**Exercise prompt**
From the entries below, collect every line that contains the string "sandstone" and list each one.

Raw entries

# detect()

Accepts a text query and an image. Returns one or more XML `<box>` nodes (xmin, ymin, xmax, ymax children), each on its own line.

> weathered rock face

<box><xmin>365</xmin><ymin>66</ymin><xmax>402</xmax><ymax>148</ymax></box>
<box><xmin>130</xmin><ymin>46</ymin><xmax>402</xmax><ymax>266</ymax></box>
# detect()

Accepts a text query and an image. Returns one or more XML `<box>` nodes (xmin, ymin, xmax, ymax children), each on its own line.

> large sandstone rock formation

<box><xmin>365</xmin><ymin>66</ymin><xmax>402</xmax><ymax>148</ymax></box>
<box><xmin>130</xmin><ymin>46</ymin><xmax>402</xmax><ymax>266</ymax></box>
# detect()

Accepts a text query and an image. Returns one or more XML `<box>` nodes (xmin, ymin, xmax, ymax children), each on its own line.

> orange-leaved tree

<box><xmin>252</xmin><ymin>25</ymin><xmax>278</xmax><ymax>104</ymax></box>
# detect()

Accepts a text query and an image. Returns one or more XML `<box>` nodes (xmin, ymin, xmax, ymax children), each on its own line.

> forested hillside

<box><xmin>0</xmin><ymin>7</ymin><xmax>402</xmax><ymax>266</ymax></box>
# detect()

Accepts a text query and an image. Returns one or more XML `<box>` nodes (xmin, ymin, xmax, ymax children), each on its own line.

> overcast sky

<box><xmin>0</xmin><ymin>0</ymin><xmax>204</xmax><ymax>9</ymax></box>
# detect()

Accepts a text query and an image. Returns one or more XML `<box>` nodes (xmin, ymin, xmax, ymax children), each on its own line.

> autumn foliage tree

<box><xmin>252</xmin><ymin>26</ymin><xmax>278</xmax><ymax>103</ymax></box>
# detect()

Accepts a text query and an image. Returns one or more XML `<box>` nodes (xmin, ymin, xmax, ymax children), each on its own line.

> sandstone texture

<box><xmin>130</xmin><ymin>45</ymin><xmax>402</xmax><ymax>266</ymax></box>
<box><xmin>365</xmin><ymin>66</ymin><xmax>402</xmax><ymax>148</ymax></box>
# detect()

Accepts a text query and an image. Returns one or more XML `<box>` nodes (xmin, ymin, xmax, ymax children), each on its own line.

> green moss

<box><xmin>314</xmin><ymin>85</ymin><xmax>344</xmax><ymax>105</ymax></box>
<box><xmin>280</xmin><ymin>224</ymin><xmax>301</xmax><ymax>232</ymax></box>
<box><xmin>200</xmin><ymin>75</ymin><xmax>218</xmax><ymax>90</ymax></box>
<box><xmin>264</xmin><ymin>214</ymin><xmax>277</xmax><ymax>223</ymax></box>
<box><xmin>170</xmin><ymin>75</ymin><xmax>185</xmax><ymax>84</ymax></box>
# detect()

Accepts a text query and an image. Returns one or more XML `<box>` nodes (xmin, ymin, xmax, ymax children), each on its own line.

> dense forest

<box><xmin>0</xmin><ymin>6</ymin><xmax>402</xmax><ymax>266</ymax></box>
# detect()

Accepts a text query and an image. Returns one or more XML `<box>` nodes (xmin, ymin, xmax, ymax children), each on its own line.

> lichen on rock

**Exercise response**
> large sandstone rock formation
> sandstone texture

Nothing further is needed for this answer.